Entrées du jeu de données.

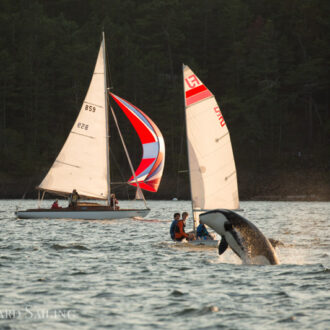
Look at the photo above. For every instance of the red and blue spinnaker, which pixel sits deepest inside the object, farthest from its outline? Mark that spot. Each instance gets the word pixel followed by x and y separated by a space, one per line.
pixel 150 170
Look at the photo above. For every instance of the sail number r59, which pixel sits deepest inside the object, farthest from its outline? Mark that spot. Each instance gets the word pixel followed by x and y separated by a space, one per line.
pixel 219 115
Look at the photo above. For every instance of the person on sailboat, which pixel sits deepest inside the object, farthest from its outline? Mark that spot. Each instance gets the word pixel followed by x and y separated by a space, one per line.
pixel 202 233
pixel 173 225
pixel 114 202
pixel 73 199
pixel 179 232
pixel 55 205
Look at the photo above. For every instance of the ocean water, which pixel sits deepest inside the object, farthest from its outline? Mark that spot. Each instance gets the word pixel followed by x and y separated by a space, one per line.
pixel 127 274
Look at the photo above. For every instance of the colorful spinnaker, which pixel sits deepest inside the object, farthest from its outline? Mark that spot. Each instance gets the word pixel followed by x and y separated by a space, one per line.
pixel 150 170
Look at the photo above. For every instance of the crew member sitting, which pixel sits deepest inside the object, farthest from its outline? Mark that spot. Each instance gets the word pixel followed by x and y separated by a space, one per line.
pixel 202 232
pixel 55 205
pixel 179 233
pixel 73 199
pixel 173 225
pixel 114 202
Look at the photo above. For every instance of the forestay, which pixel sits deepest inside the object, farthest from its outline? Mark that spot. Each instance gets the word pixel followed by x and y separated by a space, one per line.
pixel 150 170
pixel 82 162
pixel 211 162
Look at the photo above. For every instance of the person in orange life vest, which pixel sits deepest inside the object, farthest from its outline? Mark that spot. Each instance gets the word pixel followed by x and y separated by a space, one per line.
pixel 179 233
pixel 114 202
pixel 55 205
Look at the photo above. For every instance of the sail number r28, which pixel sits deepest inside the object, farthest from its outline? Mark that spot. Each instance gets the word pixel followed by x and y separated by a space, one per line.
pixel 219 115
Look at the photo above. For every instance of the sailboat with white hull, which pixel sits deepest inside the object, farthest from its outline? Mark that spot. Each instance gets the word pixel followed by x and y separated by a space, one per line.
pixel 212 171
pixel 84 163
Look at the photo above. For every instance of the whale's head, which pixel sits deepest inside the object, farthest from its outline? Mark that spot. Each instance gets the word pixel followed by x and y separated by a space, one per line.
pixel 217 220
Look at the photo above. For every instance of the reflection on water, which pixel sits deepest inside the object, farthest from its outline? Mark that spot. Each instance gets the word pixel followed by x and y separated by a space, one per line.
pixel 128 274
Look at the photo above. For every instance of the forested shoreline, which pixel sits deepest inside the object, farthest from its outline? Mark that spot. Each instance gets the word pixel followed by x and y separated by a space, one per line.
pixel 267 63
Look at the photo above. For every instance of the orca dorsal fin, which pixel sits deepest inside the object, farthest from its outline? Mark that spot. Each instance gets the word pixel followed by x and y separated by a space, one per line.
pixel 223 245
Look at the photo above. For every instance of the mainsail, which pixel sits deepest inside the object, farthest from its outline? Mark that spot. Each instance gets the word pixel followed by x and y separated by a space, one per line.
pixel 150 170
pixel 211 162
pixel 82 162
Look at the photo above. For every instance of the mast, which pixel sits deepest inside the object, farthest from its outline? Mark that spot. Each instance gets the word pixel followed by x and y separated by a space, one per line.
pixel 106 118
pixel 185 114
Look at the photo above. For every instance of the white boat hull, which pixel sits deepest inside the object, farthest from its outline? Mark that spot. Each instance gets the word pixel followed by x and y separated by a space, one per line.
pixel 209 243
pixel 81 214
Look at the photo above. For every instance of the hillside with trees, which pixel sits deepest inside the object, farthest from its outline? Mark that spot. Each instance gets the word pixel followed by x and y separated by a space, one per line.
pixel 266 61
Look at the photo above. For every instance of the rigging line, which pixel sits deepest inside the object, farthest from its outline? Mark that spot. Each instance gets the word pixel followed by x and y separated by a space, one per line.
pixel 128 157
pixel 113 156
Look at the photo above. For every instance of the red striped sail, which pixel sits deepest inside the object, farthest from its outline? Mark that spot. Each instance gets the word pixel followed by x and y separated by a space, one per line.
pixel 150 170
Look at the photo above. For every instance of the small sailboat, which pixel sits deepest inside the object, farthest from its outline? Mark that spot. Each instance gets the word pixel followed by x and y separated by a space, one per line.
pixel 84 163
pixel 212 171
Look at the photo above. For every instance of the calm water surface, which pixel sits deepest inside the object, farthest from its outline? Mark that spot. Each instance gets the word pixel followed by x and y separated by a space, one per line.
pixel 127 274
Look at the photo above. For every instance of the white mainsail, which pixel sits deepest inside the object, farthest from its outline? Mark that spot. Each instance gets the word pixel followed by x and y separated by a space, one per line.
pixel 212 169
pixel 82 164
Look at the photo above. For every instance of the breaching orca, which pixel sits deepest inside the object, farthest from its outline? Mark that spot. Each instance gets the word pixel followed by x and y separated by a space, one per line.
pixel 244 238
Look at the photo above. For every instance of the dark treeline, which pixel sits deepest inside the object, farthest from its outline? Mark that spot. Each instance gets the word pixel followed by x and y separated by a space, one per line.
pixel 266 61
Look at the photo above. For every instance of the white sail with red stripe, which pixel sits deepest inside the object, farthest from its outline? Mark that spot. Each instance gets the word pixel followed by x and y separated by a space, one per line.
pixel 150 170
pixel 212 168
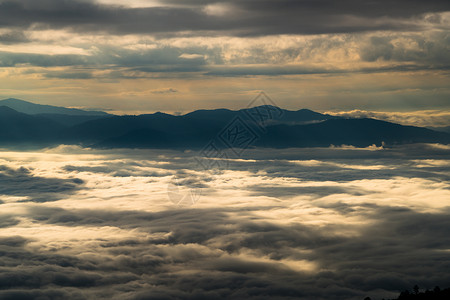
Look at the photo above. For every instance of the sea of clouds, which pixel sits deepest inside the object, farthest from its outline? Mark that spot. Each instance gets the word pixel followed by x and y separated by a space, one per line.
pixel 326 223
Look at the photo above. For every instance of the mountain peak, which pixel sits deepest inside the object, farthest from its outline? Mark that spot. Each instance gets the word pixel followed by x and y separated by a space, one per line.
pixel 35 109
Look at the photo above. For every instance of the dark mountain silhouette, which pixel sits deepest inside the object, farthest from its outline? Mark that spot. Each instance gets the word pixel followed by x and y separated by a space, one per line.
pixel 71 120
pixel 19 128
pixel 34 109
pixel 270 127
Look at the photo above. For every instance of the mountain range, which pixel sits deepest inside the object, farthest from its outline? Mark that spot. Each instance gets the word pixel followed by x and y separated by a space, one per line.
pixel 25 124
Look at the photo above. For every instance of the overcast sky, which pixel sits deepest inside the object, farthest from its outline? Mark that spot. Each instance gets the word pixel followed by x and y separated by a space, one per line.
pixel 143 56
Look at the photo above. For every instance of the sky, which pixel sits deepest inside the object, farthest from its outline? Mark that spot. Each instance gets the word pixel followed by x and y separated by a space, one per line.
pixel 339 223
pixel 142 56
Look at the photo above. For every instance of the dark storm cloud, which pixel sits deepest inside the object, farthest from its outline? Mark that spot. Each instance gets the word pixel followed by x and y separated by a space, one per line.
pixel 21 182
pixel 250 18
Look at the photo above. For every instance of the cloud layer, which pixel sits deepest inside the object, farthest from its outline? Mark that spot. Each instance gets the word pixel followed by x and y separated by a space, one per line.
pixel 358 54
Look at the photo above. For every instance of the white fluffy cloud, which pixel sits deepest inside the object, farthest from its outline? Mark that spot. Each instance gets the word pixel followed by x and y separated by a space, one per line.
pixel 335 223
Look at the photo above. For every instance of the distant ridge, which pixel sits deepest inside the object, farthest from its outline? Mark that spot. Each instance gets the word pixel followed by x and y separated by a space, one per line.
pixel 35 109
pixel 284 129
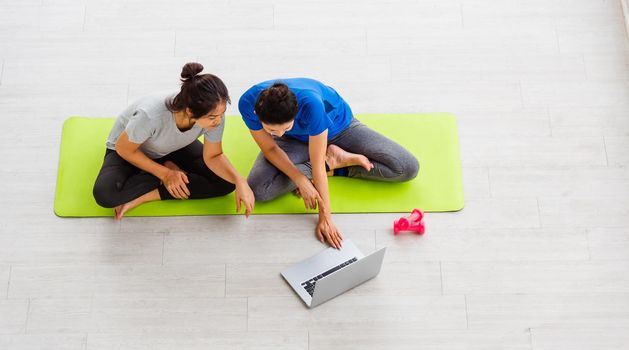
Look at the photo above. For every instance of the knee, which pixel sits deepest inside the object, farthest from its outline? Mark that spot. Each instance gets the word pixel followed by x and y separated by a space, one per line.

Consigne.
Mettez à jour l'ensemble des données ci-dessus en remplaçant « photo above » par « image above » partout, sans rien changer d'autre, et omettez les images de votre réponse.

Réponse complète.
Look at the image above. For every instance of the red and blue spinnaker, which pixel sits deepest inside the object, farthest from its outline? Mark that spot. Each instance gets the word pixel followed by x and y separated by a space, one per line.
pixel 150 170
Look at the image above. For every instance of the sail number r59, which pixel sits deepest inside the object, farthest from its outline? Mark that spot. Each instance gets the word pixel followed by x and y separated by a space, one per line.
pixel 219 115
Look at the image above. For every instance of the person on sailboat, which pixel sits deepest inside the object, farthest from its outline? Mark that spot. Each instance gets the word pixel followed by x and y separated by a space, one per line.
pixel 202 233
pixel 173 225
pixel 114 202
pixel 73 199
pixel 179 232
pixel 55 205
Look at the image above. For every instance of the ocean water, which pixel sits deepest inside the object, farthest from its outline? Mark that spot. Each instance gets the word pixel followed by x and y separated by a space, one per line.
pixel 127 274
Look at the image above. For every instance of the colorful spinnaker, which pixel sits deepest inside the object, farthest from its outline? Mark that spot. Each instance gets the word pixel followed by x and y separated by a space, one per line.
pixel 150 170
Look at the image above. For every instance of the crew member sitting, which pixel sits deepest inside the object, farthest from its outline? Mark that spot. Each instance gets the word pixel followed by x and y separated by a space, one per line.
pixel 202 232
pixel 55 205
pixel 179 233
pixel 73 199
pixel 173 225
pixel 114 202
Look at the image above. For every instance of the forestay, which pixel sits deepest inside the object, farthest from its outline? Mark that spot. Each instance gets the word pixel followed by x and y separated by a space, one per line.
pixel 150 170
pixel 82 162
pixel 211 162
Look at the image above. For every instance of the person in orange life vest, which pixel sits deepest inside the object, farthest from its outline? Mark that spot. Each instance gets the word pixel followed by x and y separated by a space, one per line.
pixel 179 233
pixel 114 202
pixel 55 205
Look at the image above. For every instance of the sail number r28, which pixel sits deepest inside the object, farthest from its outline? Mark that spot. Each instance gets the word pixel followed by x and y separated by a space, one per line.
pixel 219 115
Look at the image above. For every instance of the sailboat with white hull, which pixel sits deepest inside the object, farthest from its outline? Mark that spot. Each instance gets the word pixel followed by x and y separated by a space, one per line.
pixel 212 171
pixel 84 163
Look at the image above. For every instance of the whale's head, which pixel sits deepest inside the object, farthest from its outline? Mark that spot. Each instance gets the word pixel followed by x and y separated by a space, one per line.
pixel 217 220
Look at the image above. For every instance of the reflection on water, which pixel sits deepest inside the object, farthest from its outline? Mark that spot. Each instance gets the word pixel followed by x and y separated by a space, one per line.
pixel 128 274
Look at the image above. For every instance of the forested shoreline, which pixel sits deepest inside the object, farthest from its outline? Mark that spot. Each instance gets the word pixel followed by x and y separated by a space, one per line.
pixel 267 63
Look at the image above. For every instance of the orca dorsal fin, which pixel sits deepest inside the object, farthest from its outline? Mark that spot. Each instance gets the word pixel followed by x and y separated by a space, one per line.
pixel 223 245
Look at the image above. For every instance of the mainsail, which pixel sits deepest inside the object, farthest from its outline? Mark that spot. Each instance gets the word pixel followed by x and y separated by a space, one per line.
pixel 150 170
pixel 211 162
pixel 82 162
Look at the image above. For every instance of the mast, which pixel sits deepest inside the object, farthest from its outline? Mark that spot. Each instance gets the word pixel followed by x and y separated by a space, one per line.
pixel 106 118
pixel 185 114
Look at the image above. For every instance of the white boat hull, which pixel sits deepest inside the object, farthest from its outline? Mark that spot. Each instance gets the word pixel followed by x and y separated by a space, one per line.
pixel 209 243
pixel 81 214
Look at the image above. For every instance of the hillside with trees, which pixel sits deepest inside the object, farthest from its outline? Mark that spot. Each instance gets the word pixel followed by x and y separated by a space, one per line.
pixel 266 61
Look at the image above. For every instance of the rigging line, which pixel sits deepest inside the object, farthest from its outline? Mark that spot. Each instance gets the word pixel followed by x and y separated by a space, one per line.
pixel 128 157
pixel 113 156
Look at the image above. For every instance of the red striped sail, which pixel sits deepest inside the object, farthest from its outline? Mark that spot. Each instance gets the word pixel followed by x and y separated by a space, one per line.
pixel 150 170
Look at the image above. For every instance of the small sailboat, which pixel sits deepest inside the object, farthest from its outline? Mark that spot. Each instance gets the word pixel followed by x and y separated by a space, one per line.
pixel 84 163
pixel 212 171
Look at the image above. For every instance of the calm water surface, which pixel sits deepest inside the object, farthest from its outline? Mark that spot. Each instance gets the word pixel followed by x and y separated by a space, one per line.
pixel 127 274
Look at the image above. For every instance of the white mainsail, which pixel sits deepest inside the object, farthest from its outline? Mark that spot. Each instance gets the word pixel followed by x and y separated by a space, one per line.
pixel 212 169
pixel 82 164
Look at the image above. For every instance of the breaching orca, which pixel sits deepest inside the object, farthest from its outline? Mark that spot. Each instance gets the word pixel followed by x and y separated by a space, one per line.
pixel 244 238
Look at the image above. For every instance of the dark treeline, which pixel sits deepest inside the object, farthest from its outline? Mark that spot. Each instance gets the word pixel followed by x and y separated by a space, one per line.
pixel 266 61
Look at the image above. For every instance of the white sail with red stripe, which pixel sits deepest inside the object, farthest from its outline? Mark that spot. Each instance gets the word pixel followed by x and y separated by a space, one per line.
pixel 150 170
pixel 212 168
Look at the image above. For every instance of the sea of clouds, which pixel sits deepest inside the object, farthest from its outline? Mark that spot. Each instance gets the word pixel followed by x and y separated by a space, one per line.
pixel 326 223
Look at the image above. For every instance of the mountain peak, which pixel sits deepest inside the object, farthest from its outline? Mark that spot. Each instance gets the word pixel followed by x and y separated by a space, one per line.
pixel 35 109
Look at the image above. For every instance of the dark mountain silhouette, which pixel sits deepest inside the object, farthest from its outline? Mark that spot. Each instance gets the word pixel followed by x and y separated by a space, one per line.
pixel 71 120
pixel 19 128
pixel 34 109
pixel 270 127
Look at the image above. For every instance of the mountain range, which pixel sits deepest inside the object, farthest from its outline? Mark that spot. Each instance gets the word pixel followed by x and y separated by a space, one per line.
pixel 25 124
Look at the image above. For every instance of the overcast sky, which pixel sits deepest inside the object, farthest from its outline? Mark that spot. Each instance gets the word pixel followed by x and y separated by a space, one per line.
pixel 143 56
Look at the image above. For every instance of the sky, which pixel sits deepest inside the object, farthest from its outline? Mark that spot. Each instance gets the word pixel followed by x and y separated by a space, one per line.
pixel 339 223
pixel 142 56
Look at the image above. For every instance of the dark storm cloud, which pixel sits deepest inside the object, farthest from its outline? Mark that spot. Each instance gets the word pixel followed by x and y separated by a space, one per line.
pixel 21 182
pixel 250 18
Look at the image above. For every instance of the cloud layer, which pixel sits deepest inside the object, farthest from its outline? Mark that spot. Each instance gets the word pixel followed by x and y separated by a space, one per line.
pixel 358 54
Look at the image above. For every instance of the white fluffy cloud, which pixel sits deepest inside the object, farthest from its outline? Mark that spot. Each instance gets the word pixel followed by x and y separated by a space, one per line.
pixel 335 223
Look at the image above. For every instance of the distant ridge, which pixel sits deepest inside the object, farthest from its outline? Mark that spot. Each instance gets the word pixel followed by x and y separated by a space, one per line.
pixel 35 109
pixel 284 129
Look at the image above. For every instance of the knee, which pixel sits deepest inside the object, farthest from its outline? Mark that spot. Each instance gets the word pixel followed by x and y separated by a space, one per line.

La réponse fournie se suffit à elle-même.